PROBLEM STATEMENT:
Please render the rows below as a JSON list of strings, one string per line and no blank lines, covering every row. Leave the pictures out of it.

================

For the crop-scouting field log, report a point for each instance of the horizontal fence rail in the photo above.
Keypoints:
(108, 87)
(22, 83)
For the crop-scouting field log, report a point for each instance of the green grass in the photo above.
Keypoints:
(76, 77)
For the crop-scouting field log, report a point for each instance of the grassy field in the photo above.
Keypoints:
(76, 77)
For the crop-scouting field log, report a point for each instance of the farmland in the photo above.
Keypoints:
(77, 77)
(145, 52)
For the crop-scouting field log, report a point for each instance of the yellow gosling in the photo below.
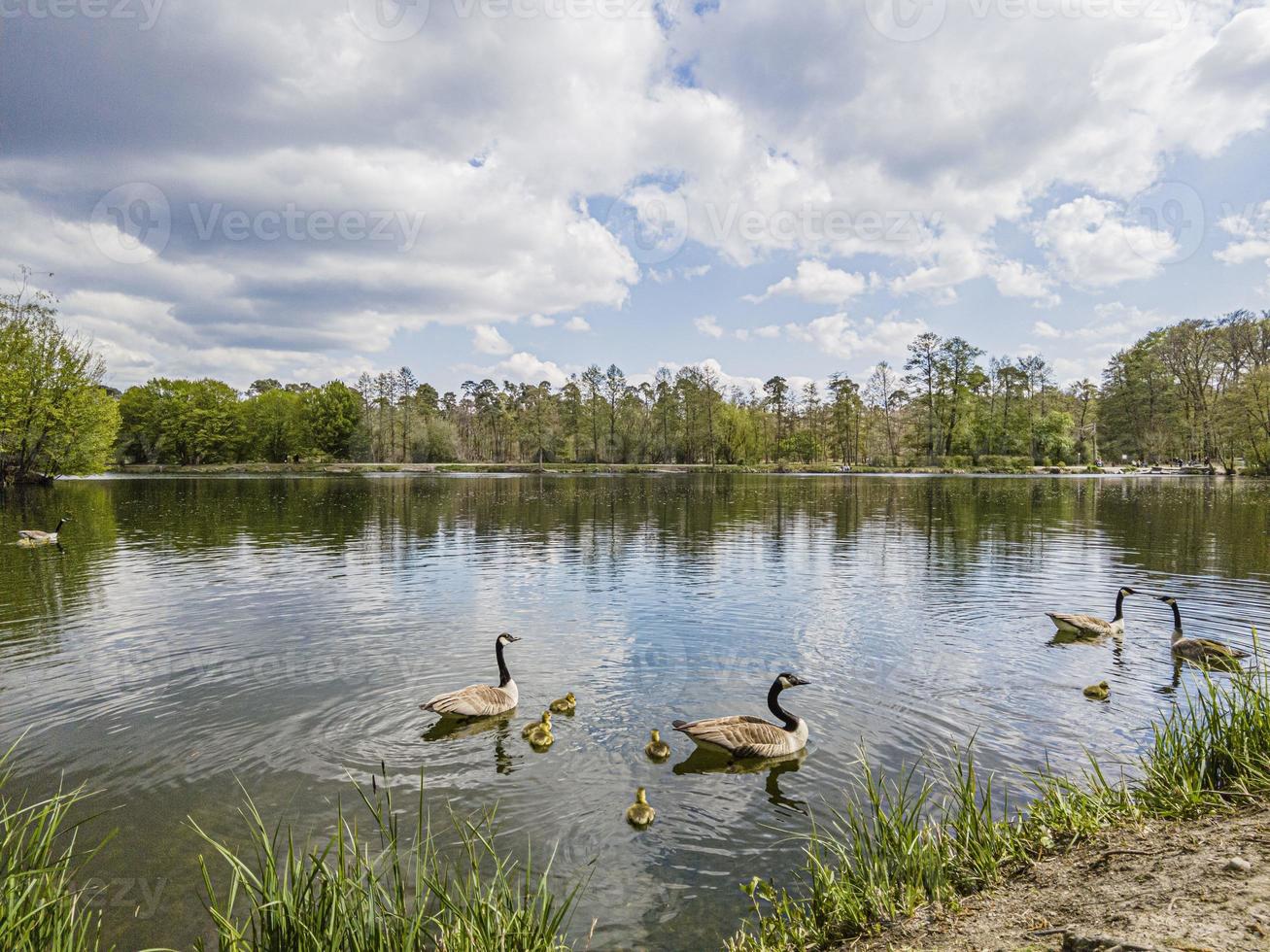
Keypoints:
(657, 749)
(640, 814)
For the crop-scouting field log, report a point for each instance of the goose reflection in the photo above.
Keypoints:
(704, 761)
(459, 729)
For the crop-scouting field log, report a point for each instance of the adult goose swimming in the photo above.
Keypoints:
(1090, 626)
(480, 699)
(752, 736)
(1200, 650)
(41, 536)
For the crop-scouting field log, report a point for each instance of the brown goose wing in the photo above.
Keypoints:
(472, 700)
(1081, 622)
(743, 735)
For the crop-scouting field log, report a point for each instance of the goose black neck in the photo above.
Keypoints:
(503, 674)
(773, 704)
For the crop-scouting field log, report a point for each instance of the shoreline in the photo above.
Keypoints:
(340, 468)
(1200, 885)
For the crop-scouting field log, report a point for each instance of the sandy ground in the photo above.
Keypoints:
(1167, 886)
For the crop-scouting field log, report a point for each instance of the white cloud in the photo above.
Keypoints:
(1016, 280)
(818, 284)
(489, 340)
(669, 274)
(842, 336)
(708, 325)
(1250, 234)
(912, 158)
(1090, 244)
(528, 368)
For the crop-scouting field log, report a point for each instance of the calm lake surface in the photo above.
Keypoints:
(197, 633)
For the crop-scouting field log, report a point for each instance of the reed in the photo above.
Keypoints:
(41, 909)
(897, 847)
(380, 888)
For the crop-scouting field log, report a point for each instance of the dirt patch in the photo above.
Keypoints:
(1203, 885)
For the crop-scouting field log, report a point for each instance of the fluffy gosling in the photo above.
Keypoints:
(564, 704)
(640, 814)
(657, 749)
(534, 725)
(1099, 692)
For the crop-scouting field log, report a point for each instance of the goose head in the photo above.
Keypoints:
(790, 681)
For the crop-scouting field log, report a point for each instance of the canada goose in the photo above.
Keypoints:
(1200, 650)
(564, 704)
(1099, 692)
(640, 814)
(657, 749)
(480, 699)
(41, 536)
(540, 736)
(752, 736)
(1090, 626)
(533, 725)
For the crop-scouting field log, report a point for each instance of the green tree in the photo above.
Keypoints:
(331, 417)
(56, 417)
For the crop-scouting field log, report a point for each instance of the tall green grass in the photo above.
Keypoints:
(381, 891)
(41, 909)
(897, 847)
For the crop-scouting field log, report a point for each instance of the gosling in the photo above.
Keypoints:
(640, 814)
(533, 725)
(564, 704)
(657, 749)
(541, 737)
(1099, 692)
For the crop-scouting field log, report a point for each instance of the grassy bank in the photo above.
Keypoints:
(380, 889)
(41, 909)
(897, 847)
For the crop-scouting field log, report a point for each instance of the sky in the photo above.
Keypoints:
(520, 188)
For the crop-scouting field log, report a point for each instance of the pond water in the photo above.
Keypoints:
(190, 634)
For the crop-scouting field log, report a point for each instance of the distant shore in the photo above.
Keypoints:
(342, 468)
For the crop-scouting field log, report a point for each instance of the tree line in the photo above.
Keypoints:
(1195, 390)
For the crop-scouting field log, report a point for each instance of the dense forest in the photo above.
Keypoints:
(1196, 390)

================

CORRECT RESPONSE:
[
  "For the crop-scouting field log, report a point for each instance of the horizontal fence rail in the photo above.",
  "Keypoints:",
  "(108, 87)",
  "(22, 83)",
  "For the crop-scouting field log, report a point for each instance of the green grass in the photo above.",
  "Keypoints:",
  "(76, 77)",
  "For the crop-scouting field log, report a point for each instance of the grassy field in the photo above.",
  "Keypoints:",
  "(76, 77)",
  "For the crop-scouting field log, report a point for each instance of the farmland in the photo above.",
  "Keypoints:",
  "(77, 77)",
  "(145, 52)",
  "For the crop-scouting field log, report a point for each instance of the yellow gosling in the photo below.",
  "Keypoints:",
  "(657, 749)",
  "(640, 814)",
  "For the crop-scouting field log, report a point for each instance of the goose reflection in the photo above.",
  "Keypoints:",
  "(704, 761)",
  "(459, 729)",
  "For the crop-scouting field log, report a point for each instance of the adult goose swimming in the photo above.",
  "Keypoints:",
  "(1090, 626)",
  "(480, 699)",
  "(752, 736)",
  "(1200, 650)",
  "(41, 536)",
  "For the crop-scouting field log, report a point for each instance of the brown goose wing in the photo above.",
  "Keypoints:",
  "(472, 700)",
  "(1081, 622)",
  "(743, 735)",
  "For the crop-scouting field log, report a point for each instance of the goose black neck in the photo above.",
  "Keypoints:",
  "(503, 674)",
  "(773, 704)",
  "For the crop-scouting field log, report a point for each instance of the shoreline in the photo above.",
  "Keypoints:",
  "(340, 468)",
  "(1200, 885)",
  "For the crop-scouting field log, report a point for each instance of the sandy ground in the photo above.",
  "Keypoints:",
  "(1167, 886)",
  "For the crop-scouting field log, report a point for each instance of the white cloud in the photo above.",
  "Keypoints:",
  "(1016, 280)",
  "(818, 284)",
  "(489, 340)",
  "(669, 274)",
  "(842, 336)",
  "(708, 325)",
  "(1250, 234)",
  "(912, 158)",
  "(1090, 244)",
  "(528, 368)",
  "For the crop-scouting field log, report a point for each instance of the calm lake surface in the photo above.",
  "Keypoints:",
  "(197, 633)",
  "For the crop-scouting field log, report a point for each instance of the reed in the photo above.",
  "Keypoints:",
  "(41, 909)",
  "(897, 847)",
  "(380, 888)",
  "For the crop-scouting field log, report a point for each instance of the dirt patch in the photo above.",
  "Keypoints:",
  "(1203, 885)",
  "For the crop-scouting field log, report a point for each instance of the fluffy gosling in the photo above.",
  "Keypoints:",
  "(564, 704)",
  "(640, 814)",
  "(657, 749)",
  "(534, 725)",
  "(1099, 692)",
  "For the crop-scouting field log, report a point for each instance of the goose head in the photo above.",
  "Keypoints:",
  "(790, 681)",
  "For the crop-scouting field log, report a point for each instance of the canada goose in the photo above.",
  "Keypoints:",
  "(1200, 650)",
  "(564, 704)",
  "(1099, 692)",
  "(640, 814)",
  "(657, 749)",
  "(480, 699)",
  "(41, 536)",
  "(540, 736)",
  "(752, 736)",
  "(1090, 626)",
  "(533, 725)",
  "For the crop-scouting field log, report a point for each instance of the green tree in the photo above.",
  "Keypoints:",
  "(331, 417)",
  "(56, 417)",
  "For the crop-scouting field log, report a point for each instance of the tall green grass in the photo above.",
  "Keypoints:",
  "(381, 891)",
  "(41, 909)",
  "(897, 847)",
  "For the crop-scouting field log, report a point for each instance of the gosling in the photo above.",
  "Keypoints:",
  "(640, 814)",
  "(533, 725)",
  "(564, 704)",
  "(657, 749)",
  "(541, 737)",
  "(1099, 692)",
  "For the crop-scouting field log, report a point for each instance of the grassy bank in the photo above.",
  "Keypoints:",
  "(380, 889)",
  "(41, 909)",
  "(897, 847)",
  "For the crop-scouting field log, report a point for each instance of the sky in the photo above.",
  "Keypoints:",
  "(520, 188)",
  "For the crop-scouting field log, report a point for each instance of the pond water in the photo above.",
  "Keypoints:",
  "(190, 634)",
  "For the crop-scouting field log, report a point for each instance of the distant shore in the photo above.",
  "Keypoints:",
  "(342, 468)",
  "For the crop-scouting field log, report a point for each instance of the tree line in the photo above.",
  "Keypoints:",
  "(1195, 390)",
  "For the crop-scouting field log, report a point for each instance of the dense forest in the photo above.",
  "Keypoints:",
  "(1196, 390)"
]